Segment Start: Supplied entries

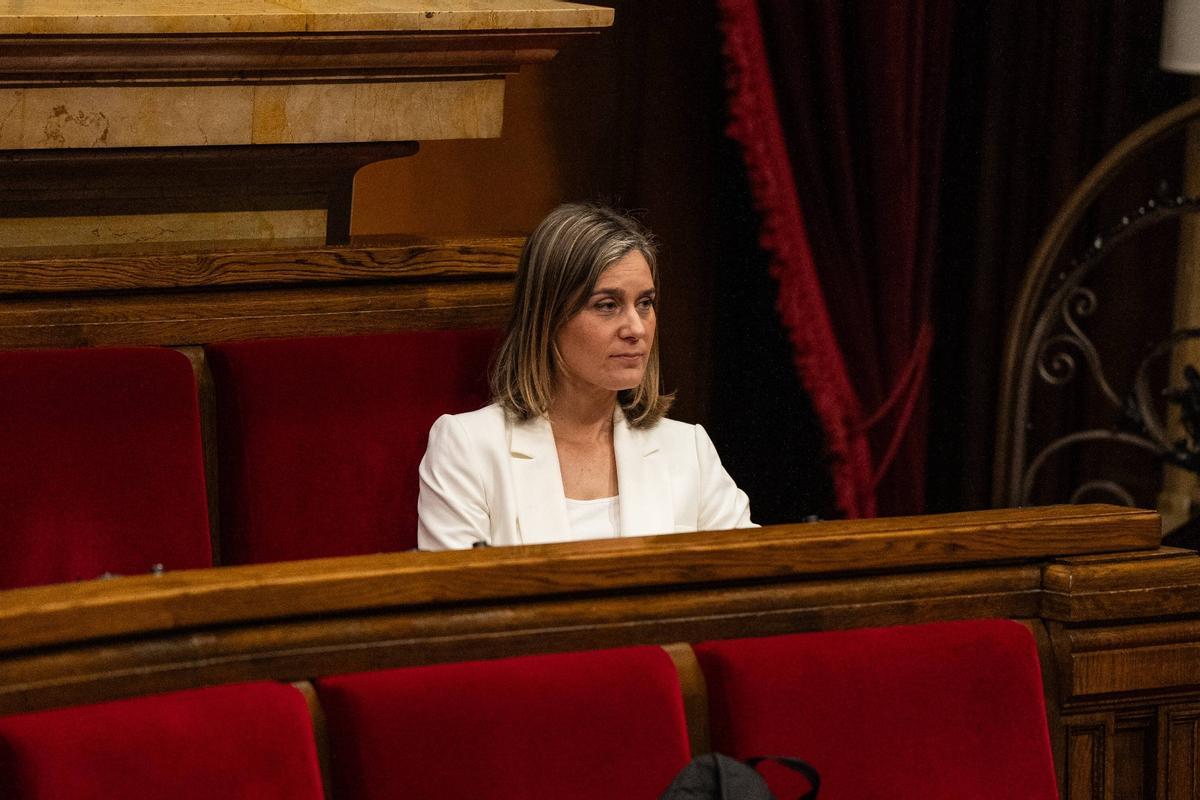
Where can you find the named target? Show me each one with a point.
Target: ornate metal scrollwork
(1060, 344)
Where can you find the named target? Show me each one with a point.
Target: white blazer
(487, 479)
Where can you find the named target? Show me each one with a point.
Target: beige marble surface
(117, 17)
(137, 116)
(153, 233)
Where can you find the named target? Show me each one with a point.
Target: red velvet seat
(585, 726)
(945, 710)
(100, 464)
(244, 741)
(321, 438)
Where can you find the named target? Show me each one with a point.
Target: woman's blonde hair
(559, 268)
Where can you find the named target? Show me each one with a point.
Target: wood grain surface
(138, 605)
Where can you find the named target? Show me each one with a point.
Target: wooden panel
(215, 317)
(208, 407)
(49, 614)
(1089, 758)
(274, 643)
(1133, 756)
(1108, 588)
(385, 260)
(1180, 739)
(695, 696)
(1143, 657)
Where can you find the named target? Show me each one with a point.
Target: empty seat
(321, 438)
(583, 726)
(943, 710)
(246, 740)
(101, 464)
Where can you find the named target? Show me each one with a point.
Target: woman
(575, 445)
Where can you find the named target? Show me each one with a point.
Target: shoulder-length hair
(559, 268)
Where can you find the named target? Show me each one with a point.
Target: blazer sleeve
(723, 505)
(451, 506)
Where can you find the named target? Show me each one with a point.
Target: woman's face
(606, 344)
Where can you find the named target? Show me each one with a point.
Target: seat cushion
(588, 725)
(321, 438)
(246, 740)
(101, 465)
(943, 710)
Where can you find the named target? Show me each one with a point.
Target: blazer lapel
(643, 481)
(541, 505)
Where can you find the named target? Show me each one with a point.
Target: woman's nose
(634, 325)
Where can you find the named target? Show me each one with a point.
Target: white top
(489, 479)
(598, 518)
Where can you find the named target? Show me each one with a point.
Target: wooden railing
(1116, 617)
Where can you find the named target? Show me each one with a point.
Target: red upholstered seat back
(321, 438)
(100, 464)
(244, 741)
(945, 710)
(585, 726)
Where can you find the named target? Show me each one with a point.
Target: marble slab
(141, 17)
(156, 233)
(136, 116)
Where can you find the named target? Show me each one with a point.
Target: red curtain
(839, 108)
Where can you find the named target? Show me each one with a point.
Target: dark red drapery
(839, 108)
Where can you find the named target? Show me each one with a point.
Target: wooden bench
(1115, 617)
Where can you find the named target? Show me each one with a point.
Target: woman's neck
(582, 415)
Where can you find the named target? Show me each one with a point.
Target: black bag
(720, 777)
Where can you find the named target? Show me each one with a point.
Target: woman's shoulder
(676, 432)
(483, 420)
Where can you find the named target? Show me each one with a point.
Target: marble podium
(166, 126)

Segment End: Supplied entries
Segment Start: Supplied entries

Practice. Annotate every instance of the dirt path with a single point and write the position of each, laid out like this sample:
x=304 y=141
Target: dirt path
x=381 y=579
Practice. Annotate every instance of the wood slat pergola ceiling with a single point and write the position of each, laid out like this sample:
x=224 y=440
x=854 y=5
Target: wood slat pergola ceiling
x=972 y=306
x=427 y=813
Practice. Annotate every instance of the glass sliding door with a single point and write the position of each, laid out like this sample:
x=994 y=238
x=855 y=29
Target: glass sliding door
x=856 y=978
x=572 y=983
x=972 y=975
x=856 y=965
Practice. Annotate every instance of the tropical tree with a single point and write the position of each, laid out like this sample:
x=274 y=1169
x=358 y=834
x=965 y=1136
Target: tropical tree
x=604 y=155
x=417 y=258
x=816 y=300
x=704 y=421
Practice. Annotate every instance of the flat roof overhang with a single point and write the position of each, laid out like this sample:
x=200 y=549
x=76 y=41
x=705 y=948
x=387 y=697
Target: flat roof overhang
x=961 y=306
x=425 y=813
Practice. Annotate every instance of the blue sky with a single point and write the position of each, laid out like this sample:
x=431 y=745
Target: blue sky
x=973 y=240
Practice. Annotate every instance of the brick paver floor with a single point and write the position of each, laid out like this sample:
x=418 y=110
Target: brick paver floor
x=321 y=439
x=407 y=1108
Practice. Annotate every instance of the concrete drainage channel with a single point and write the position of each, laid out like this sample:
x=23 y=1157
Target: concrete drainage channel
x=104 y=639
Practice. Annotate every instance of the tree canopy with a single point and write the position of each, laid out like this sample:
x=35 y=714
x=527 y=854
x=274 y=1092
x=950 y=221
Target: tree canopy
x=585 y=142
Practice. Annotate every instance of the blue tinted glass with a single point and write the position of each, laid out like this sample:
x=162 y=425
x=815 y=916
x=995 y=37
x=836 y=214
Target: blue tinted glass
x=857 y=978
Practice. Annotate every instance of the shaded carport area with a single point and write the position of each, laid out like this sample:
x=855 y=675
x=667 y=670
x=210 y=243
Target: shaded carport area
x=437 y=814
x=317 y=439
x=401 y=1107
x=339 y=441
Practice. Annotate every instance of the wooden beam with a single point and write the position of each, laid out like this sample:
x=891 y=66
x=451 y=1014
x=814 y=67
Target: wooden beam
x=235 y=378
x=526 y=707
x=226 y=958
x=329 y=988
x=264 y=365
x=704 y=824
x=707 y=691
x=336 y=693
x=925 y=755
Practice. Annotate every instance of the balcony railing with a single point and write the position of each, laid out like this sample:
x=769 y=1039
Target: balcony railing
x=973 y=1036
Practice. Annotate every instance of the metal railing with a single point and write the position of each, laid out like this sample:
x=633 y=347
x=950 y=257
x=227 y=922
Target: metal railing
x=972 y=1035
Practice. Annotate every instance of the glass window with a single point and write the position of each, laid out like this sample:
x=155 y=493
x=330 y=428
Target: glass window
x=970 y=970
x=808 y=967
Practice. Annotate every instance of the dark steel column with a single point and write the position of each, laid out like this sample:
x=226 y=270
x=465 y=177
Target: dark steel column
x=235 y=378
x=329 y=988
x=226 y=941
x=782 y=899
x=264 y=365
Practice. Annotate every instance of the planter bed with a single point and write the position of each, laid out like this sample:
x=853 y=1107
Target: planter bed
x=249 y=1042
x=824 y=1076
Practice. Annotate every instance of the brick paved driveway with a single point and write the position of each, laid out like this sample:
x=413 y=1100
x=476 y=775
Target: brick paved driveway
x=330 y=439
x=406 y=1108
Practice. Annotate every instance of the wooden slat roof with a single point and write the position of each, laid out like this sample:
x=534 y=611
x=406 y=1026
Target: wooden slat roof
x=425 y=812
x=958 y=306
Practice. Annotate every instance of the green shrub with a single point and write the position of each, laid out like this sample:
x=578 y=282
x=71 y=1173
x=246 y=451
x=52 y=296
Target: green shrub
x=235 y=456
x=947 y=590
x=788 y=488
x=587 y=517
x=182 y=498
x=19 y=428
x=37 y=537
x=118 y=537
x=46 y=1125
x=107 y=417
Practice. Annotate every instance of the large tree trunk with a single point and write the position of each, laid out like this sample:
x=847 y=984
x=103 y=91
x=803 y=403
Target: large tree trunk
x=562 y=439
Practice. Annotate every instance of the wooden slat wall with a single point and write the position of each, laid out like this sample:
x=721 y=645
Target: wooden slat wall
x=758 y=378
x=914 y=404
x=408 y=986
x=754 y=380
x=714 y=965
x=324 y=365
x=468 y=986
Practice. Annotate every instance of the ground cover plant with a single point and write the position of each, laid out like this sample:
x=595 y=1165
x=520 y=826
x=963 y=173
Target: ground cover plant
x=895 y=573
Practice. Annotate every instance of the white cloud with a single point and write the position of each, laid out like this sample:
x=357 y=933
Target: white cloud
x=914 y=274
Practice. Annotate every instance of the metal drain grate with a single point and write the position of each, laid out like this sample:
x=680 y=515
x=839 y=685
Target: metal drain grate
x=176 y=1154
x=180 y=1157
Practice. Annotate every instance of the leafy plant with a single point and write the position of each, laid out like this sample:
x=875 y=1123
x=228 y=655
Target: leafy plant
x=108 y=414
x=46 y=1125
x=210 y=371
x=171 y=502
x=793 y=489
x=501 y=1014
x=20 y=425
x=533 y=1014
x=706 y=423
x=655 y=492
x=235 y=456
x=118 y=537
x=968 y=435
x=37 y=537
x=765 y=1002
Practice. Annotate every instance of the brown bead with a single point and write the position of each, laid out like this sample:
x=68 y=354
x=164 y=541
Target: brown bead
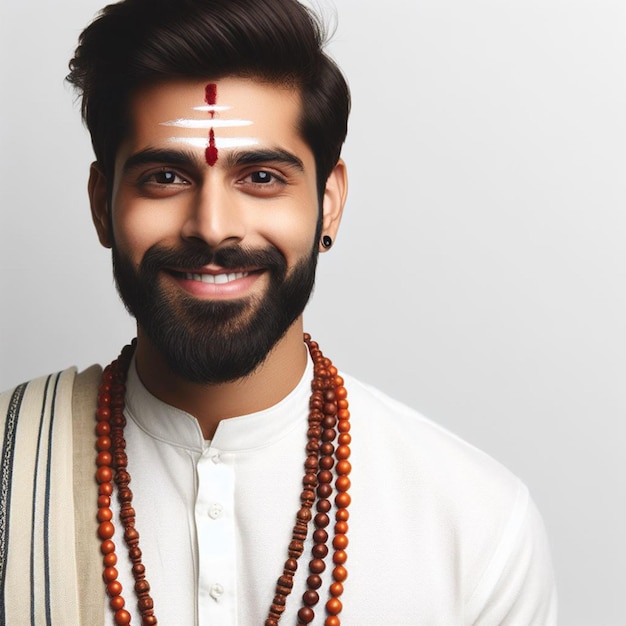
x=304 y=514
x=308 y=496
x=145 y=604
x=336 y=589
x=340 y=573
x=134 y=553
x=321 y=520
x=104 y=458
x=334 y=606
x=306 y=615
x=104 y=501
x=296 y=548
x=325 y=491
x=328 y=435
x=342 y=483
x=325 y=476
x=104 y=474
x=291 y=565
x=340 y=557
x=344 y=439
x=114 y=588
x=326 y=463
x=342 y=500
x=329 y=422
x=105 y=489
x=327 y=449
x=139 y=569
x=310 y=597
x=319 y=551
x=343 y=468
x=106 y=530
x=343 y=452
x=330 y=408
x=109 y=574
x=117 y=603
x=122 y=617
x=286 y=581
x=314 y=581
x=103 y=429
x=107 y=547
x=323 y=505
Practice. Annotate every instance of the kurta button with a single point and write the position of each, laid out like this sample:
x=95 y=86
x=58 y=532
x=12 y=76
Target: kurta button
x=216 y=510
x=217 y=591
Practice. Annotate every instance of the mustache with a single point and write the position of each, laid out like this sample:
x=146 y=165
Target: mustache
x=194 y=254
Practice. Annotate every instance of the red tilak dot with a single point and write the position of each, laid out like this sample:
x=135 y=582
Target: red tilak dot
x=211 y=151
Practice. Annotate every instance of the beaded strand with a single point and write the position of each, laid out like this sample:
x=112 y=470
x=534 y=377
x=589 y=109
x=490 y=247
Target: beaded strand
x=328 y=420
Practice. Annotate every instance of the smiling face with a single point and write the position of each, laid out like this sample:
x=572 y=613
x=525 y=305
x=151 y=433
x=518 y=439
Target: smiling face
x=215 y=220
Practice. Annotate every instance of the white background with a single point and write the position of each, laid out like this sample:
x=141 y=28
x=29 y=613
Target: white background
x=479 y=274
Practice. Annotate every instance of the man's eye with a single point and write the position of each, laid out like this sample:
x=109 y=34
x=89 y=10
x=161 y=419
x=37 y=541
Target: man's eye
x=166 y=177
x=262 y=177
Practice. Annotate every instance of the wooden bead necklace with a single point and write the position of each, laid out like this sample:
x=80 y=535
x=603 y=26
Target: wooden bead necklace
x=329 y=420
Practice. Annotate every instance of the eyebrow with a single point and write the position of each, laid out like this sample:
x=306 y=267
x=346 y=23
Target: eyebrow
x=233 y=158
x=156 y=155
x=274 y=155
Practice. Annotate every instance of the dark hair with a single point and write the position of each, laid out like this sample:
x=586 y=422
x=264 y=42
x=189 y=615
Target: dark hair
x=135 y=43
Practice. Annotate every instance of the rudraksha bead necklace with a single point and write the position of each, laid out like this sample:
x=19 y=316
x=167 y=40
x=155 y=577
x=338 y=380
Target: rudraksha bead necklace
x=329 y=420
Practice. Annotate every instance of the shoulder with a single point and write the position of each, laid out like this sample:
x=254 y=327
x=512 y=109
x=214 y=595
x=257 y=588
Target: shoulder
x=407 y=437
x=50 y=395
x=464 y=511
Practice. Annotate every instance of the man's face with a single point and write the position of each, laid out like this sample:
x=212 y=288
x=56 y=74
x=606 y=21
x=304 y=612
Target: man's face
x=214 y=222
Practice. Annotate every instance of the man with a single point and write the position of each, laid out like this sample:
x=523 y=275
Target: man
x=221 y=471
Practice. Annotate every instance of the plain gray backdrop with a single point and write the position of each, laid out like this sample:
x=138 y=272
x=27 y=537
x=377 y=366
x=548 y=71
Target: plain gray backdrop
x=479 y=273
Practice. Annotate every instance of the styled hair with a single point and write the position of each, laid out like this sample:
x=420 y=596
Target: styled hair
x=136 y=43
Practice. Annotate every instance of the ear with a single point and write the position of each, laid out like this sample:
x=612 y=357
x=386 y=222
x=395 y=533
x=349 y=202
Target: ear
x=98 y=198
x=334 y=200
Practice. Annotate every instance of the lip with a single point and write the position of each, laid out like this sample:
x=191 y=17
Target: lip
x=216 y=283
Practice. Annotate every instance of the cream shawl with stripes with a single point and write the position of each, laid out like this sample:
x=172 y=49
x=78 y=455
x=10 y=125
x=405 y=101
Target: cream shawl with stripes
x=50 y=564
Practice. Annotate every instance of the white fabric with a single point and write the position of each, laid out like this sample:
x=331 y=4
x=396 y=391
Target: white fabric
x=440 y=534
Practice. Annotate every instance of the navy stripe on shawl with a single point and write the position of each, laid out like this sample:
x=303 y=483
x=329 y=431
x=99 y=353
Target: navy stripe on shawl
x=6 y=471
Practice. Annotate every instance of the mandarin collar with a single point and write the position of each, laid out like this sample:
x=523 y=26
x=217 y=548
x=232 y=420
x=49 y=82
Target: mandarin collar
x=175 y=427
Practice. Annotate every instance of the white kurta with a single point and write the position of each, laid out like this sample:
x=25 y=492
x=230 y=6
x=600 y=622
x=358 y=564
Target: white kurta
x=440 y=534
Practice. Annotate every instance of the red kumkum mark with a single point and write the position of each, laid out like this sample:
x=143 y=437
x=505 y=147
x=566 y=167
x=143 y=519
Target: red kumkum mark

Segment End: Supplied entries

_Task item:_ Scan the data above and copy each line containing the word "mark".

_Answer space:_
Practice. Annotate every instance of the red kumkum mark with a single point and write the position of each, laid out like this sample:
Target: red kumkum mark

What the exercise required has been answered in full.